Goals.
a) Translate this sentence from the forum thread on tetras in iwagumi tanks into Spanish: "If you want to provide some sense of cover, add some duckweed or other small floating plants."
b) Print the part of the forum thread on tetras in iwagumi tanks starting with "## Smeagol (Mar" and going on through "(Oct 22, 2012)", without changing a word.

Excerpt.

Tetras are not fish that will naturally swim out in the open unless they want to be eaten. They live in thickly covered areas and look best that way.


----------



## Smeagol (Mar 4, 2013)

Okay, I think I see your point. In any case, thanks, you've given me lots to think about.... I'm really struggling with how to lay out my new 55g. I like the stark simple look of Iwagumi, but I REALLY want to keep tetras.... guess it's back to the drawing board.


----------



## JerSaint (Oct 22, 2012)

Check this journal out. Mixing styles can really work out nicely.
http://www.plantedtank.net/forums/showthread.php?t=345610&highlight=dutchagumi


----------



## liljaime (Aug 25, 2013)

ive always gone with rasboras for iwagumi tanks they school well stay small and dont seem to mind higher light levels


----------



## Solcielo lawrencia (Dec 30, 2013)

Smeagol said:


> Okay, I think I see your point. In any case, thanks, you've given me lots to think about.... I'm really struggling with how to lay out my new 55g. I like the stark simple look of Iwagumi, but I REALLY want to keep tetras.... guess it's back to the drawing board.


I totally understand. I really wanted to keep green neons in the iwagumi I'm planning but they just wouldn't work, even if the lighting was reduced. It's just too much open space for them to feel comfortable. They look best protected by plants and wood which is why I'm creating another tank just for them.


----------



## AquaJedi (Feb 10, 2014)

I'd say if you want to have an iwagumi layout with rock hardscape and carpeted foreground plants and tetras, go with it. If you want to provide some sense of cover, add some duckweed or other small floating plants. You won't be the first or the last to do it. Good luck and keep us posted.


----------

[Stored entries]
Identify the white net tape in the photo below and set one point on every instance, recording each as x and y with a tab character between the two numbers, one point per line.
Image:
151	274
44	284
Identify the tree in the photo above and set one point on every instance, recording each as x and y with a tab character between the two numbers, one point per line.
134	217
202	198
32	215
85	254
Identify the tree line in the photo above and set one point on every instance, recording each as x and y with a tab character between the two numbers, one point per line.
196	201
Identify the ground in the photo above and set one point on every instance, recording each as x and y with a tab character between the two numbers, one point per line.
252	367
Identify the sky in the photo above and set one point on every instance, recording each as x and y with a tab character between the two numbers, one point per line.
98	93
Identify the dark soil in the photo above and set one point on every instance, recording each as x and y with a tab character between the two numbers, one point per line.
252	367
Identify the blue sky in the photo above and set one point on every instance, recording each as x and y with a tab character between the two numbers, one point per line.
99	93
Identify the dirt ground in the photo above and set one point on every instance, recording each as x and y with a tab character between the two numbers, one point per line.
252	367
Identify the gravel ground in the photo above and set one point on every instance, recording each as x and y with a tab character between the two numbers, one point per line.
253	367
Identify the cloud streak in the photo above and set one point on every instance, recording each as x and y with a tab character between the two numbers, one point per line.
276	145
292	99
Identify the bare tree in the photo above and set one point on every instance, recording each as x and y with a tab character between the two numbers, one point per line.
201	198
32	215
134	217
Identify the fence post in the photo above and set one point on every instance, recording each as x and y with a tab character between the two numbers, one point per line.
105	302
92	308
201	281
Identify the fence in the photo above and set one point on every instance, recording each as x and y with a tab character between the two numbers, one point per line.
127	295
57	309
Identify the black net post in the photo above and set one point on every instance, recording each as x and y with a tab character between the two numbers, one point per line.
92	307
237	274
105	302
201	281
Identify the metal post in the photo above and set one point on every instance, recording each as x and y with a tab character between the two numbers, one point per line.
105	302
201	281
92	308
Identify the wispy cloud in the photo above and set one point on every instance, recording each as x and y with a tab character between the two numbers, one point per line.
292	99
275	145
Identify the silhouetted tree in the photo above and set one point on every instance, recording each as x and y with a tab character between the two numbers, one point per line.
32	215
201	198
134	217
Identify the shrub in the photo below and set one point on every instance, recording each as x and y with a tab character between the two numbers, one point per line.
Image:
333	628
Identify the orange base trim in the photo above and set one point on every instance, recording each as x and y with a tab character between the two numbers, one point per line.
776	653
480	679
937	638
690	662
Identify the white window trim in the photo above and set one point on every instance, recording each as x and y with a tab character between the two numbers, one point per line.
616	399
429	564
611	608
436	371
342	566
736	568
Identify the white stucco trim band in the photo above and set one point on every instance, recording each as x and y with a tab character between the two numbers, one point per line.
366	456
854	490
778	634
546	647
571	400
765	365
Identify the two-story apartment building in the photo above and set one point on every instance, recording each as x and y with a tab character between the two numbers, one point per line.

Results.
a) Si quieres proporcionar cierta sensación de refugio, añade un poco de lenteja de agua u otras plantas flotantes pequeñas.

b)
## Smeagol (Mar 4, 2013)

Okay, I think I see your point. In any case, thanks, you've given me lots to think about.... I'm really struggling with how to lay out my new 55g. I like the stark simple look of Iwagumi, but I REALLY want to keep tetras.... guess it's back to the drawing board.


----------



## JerSaint (Oct 22, 2012)